##### Extrait fourni #####
Conséquences fréquentes : beaucoup d'enfants s'épuisent d'abord à essayer de satisfaire leurs parents, n'y arrivent souvent pas et passent alors par des idées et des sentiments très pénibles : angoisse d'être grondés ; impression de ne rien valoir et d'être méchants parce qu'ils déçoivent leurs parents ; sentiment d'incompréhension, d'injustice et colère ... Le résultat comportemental, c'est, entre autre, que leur inhibition et leur dysfonctionnement s'accroît : ils ne peuvent même plus prester ce que permettait d'atteindre le niveau actuel de leur équipement. 

2°) Hiatus entre le désir d'enfant et ce que l'enfant veut être ?

 En soi, l'existence d'un désir positif d'enfant est une bonne chose : rien de pire pour celui-ci que de ne pas être attendu, et de devoir " devenir quelqu'un " dans l'indifférence ou l'hostilité. 

Néanmoins, la grande majorité des enfants ont, au moins en partie, un projet de vie personnel ; ils vont donc s'avérer ambivalents face à cette focalisation du désir des parents sur eux : ils aiment être aimés ... mais pour ce qui est d'être dirigés, c'est moins certain ... !

 Leurs réaction à l'attente " autre " de leurs parents se répartit sur une échelle qui va de l'acceptation-adhésion au refus clairement exprimé  

- A un pôle extrême, adhérer de l'intérieur, au désir parental et aux demandes ( attentes ) qui y font suite ; les faire siennes ; s'y identifier ... 

- Se conformer dans le seul champ du comportement observable ; obéir, par angoisse, culpabilité à l’idée de déplaire ou/et intelligence prudente ; par contre, pour cqui est de ce que l'enfant pense, c'est autre chose, mais il le dissimule. 

- Négocier, discuter, faire pression verbale ou non-verbale sur les parents pour les faire changer, et, après une lutte de durée raisonnable, accepter le compromis-résultat (... ou, bien sûr, que les parents renoncent ) ou alors, changer la position sur l'échelle ! 

- Commencer à se rebeller : velléités ou moments d'affirmation de soi plus nets, mais survis ici de mouvements de retour vers la conformité, en nombre et en intensité plus significative. 

- Se rebeller par actes manqués, efficacement, mais sans prise de conscience totale à ce sujet ; ce sont des mécanismes surtout inconscients qui produisent le plus fort de la rébellion ... 

Beaucoup de soi-disant troubles du comportement de l'enfant, beaucoup de soi-disant " non-performances " décevantes qu'il met en scène ( échecs scolaires, énurésie, etc. ...) ont pour signification, au moins partielle, et le plus souvent inconsciente dans son chef, d'être des actes d'affirmation de soi, par lesquels il marque sa différence, face à l'excès d'emprise qu'il ressent. 

- Se rebeller consciemment, sous forme d'opposition silencieuse dite à tort passive, ou sous formes de refus bien verbalisés avec toutes leurs conséquences comportementales. Ici, si chacun campe sur ses positions ce peut être l'affrontement perpétuel.
##### Extraits de données #####
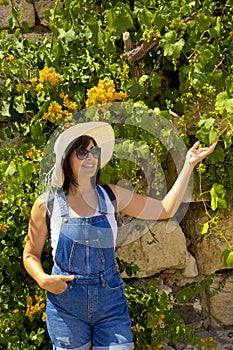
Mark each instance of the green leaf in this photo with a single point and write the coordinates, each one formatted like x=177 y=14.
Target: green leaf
x=67 y=36
x=10 y=171
x=218 y=193
x=25 y=26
#####
** Vérifier sa compréhension **
[a] Résumez l'extrait en deux phrases.
[b] Recopiez l'extrait en commençant par « - Se conformer » et en poursuivant jusqu'à « intensité plus significative. ».
Les entrées ci-dessus n'ont aucun lien avec l'extrait.

** Corrigé **
[a] Si un désir positif d'enfant est une bonne chose, la plupart des enfants ont au moins en partie un projet de vie personnel et se montrent ambivalents face à ce désir parental. Leurs réactions vont de l'adhésion intérieure au refus conscient, en passant par la conformité apparente, la négociation et une rébellion souvent inconsciente, certains troubles du comportement étant au moins en partie des actes d'affirmation de soi.

[b]
- Se conformer dans le seul champ du comportement observable ; obéir, par angoisse, culpabilité à l’idée de déplaire ou/et intelligence prudente ; par contre, pour cqui est de ce que l'enfant pense, c'est autre chose, mais il le dissimule. 

- Négocier, discuter, faire pression verbale ou non-verbale sur les parents pour les faire changer, et, après une lutte de durée raisonnable, accepter le compromis-résultat (... ou, bien sûr, que les parents renoncent ) ou alors, changer la position sur l'échelle ! 

- Commencer à se rebeller : velléités ou moments d'affirmation de soi plus nets, mais survis ici de mouvements de retour vers la conformité, en nombre et en intensité plus significative.